→ WORK ITEM
Retype, word for word, every line from the one holding "Target: white cloud" through the one holding "Target: snow-covered roof" in the entries below, both included, and only those lines.

→ RECORDS SUPPLIED
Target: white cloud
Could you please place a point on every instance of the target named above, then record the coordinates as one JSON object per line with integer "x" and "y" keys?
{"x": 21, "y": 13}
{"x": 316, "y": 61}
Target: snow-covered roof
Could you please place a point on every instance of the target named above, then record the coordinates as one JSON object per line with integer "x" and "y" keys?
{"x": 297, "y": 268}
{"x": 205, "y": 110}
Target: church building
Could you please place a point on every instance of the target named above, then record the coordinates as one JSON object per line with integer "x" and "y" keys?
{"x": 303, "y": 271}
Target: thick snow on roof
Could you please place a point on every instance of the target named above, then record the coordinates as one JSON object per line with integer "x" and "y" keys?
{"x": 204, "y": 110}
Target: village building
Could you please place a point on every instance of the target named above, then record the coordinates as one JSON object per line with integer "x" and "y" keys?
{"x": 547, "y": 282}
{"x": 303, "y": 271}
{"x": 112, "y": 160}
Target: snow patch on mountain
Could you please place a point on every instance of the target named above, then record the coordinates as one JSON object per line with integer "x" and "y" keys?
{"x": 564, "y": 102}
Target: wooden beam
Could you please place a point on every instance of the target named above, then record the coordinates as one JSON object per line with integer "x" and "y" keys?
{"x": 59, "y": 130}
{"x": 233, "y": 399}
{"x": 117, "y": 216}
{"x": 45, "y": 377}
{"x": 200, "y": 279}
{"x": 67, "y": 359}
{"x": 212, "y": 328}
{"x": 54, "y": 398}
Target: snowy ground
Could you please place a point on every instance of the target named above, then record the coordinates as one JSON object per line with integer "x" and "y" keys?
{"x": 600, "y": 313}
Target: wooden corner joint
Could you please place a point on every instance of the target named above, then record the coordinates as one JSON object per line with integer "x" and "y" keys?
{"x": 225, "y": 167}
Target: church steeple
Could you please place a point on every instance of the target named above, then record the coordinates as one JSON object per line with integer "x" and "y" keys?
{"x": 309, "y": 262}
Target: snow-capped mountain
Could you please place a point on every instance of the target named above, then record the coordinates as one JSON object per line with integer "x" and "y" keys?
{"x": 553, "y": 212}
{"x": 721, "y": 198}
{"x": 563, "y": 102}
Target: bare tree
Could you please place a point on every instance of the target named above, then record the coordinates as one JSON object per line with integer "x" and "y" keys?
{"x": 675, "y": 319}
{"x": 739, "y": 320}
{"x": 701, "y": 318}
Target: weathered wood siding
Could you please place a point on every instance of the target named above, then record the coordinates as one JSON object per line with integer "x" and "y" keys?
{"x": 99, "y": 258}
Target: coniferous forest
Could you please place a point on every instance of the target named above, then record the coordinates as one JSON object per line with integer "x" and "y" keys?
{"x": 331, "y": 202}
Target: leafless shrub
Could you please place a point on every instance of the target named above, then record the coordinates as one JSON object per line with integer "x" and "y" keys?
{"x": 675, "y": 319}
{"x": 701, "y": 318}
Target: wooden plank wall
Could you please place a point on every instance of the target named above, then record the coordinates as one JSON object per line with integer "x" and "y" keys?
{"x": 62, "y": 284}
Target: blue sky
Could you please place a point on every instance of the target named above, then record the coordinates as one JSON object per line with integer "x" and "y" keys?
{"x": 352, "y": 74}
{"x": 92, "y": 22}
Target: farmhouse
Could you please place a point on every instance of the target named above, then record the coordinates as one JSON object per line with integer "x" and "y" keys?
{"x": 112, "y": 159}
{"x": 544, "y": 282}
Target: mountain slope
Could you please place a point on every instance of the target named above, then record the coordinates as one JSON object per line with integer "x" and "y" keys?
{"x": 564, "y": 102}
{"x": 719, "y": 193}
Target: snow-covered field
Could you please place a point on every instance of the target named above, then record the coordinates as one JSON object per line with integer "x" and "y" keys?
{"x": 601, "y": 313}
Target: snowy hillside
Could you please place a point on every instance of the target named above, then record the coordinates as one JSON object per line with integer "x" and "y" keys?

--

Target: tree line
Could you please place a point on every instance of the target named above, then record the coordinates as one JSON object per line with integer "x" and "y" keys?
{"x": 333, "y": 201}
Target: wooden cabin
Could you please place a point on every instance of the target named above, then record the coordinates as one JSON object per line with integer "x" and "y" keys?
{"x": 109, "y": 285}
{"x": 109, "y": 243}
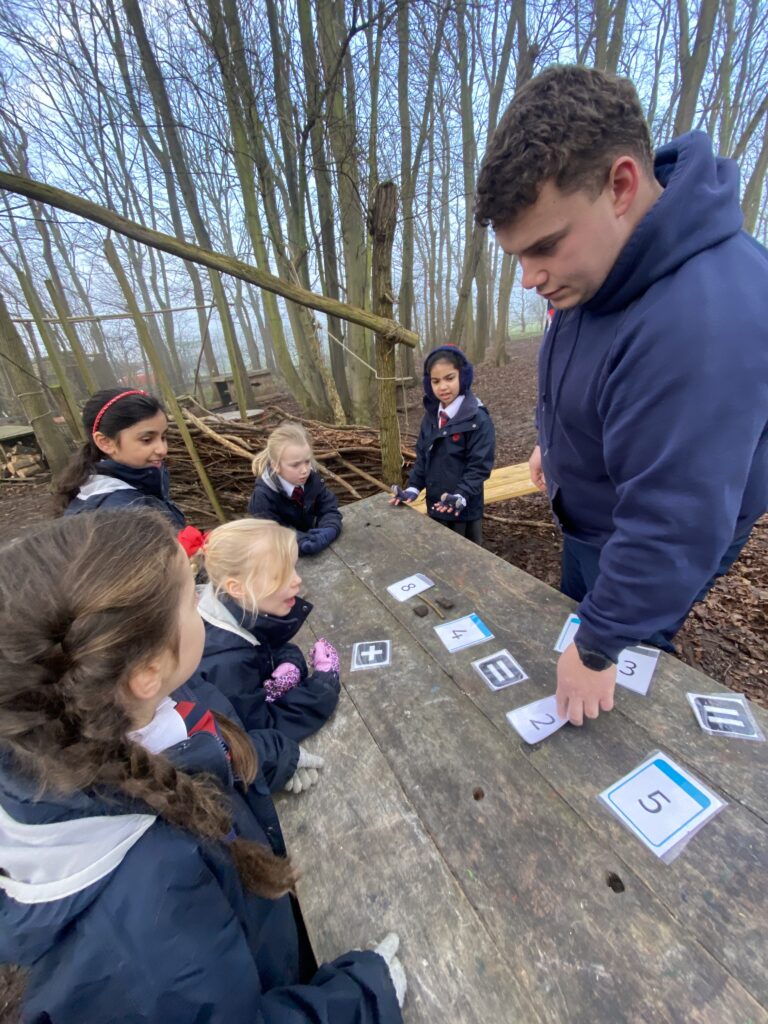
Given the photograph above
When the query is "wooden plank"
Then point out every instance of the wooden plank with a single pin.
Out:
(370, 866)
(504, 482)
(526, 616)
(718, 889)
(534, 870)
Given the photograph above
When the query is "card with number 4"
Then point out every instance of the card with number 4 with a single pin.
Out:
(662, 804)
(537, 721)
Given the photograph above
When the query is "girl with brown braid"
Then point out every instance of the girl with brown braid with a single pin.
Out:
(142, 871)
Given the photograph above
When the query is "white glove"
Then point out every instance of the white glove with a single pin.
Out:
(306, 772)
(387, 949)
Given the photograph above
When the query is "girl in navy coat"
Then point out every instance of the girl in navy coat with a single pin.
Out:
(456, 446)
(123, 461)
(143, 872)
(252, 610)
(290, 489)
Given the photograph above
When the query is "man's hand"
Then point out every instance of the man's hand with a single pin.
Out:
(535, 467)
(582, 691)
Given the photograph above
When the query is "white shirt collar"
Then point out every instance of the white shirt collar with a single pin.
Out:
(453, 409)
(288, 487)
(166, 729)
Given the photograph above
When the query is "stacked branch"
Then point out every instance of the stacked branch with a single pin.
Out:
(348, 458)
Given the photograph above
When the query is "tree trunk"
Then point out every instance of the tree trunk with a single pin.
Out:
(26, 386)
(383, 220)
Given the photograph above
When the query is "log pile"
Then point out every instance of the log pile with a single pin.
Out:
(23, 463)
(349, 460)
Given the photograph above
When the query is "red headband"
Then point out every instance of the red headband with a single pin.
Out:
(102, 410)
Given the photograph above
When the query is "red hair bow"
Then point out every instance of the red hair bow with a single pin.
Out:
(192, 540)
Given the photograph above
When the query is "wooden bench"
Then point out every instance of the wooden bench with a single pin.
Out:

→ SOLUTION TO THIS TASK
Target: white cloud
Could you please place a point on every instance of the target named above, then record the coordinates as one JSON object per line with integer "x" and "y" keys?
{"x": 21, "y": 13}
{"x": 316, "y": 61}
Target: snow-covered roof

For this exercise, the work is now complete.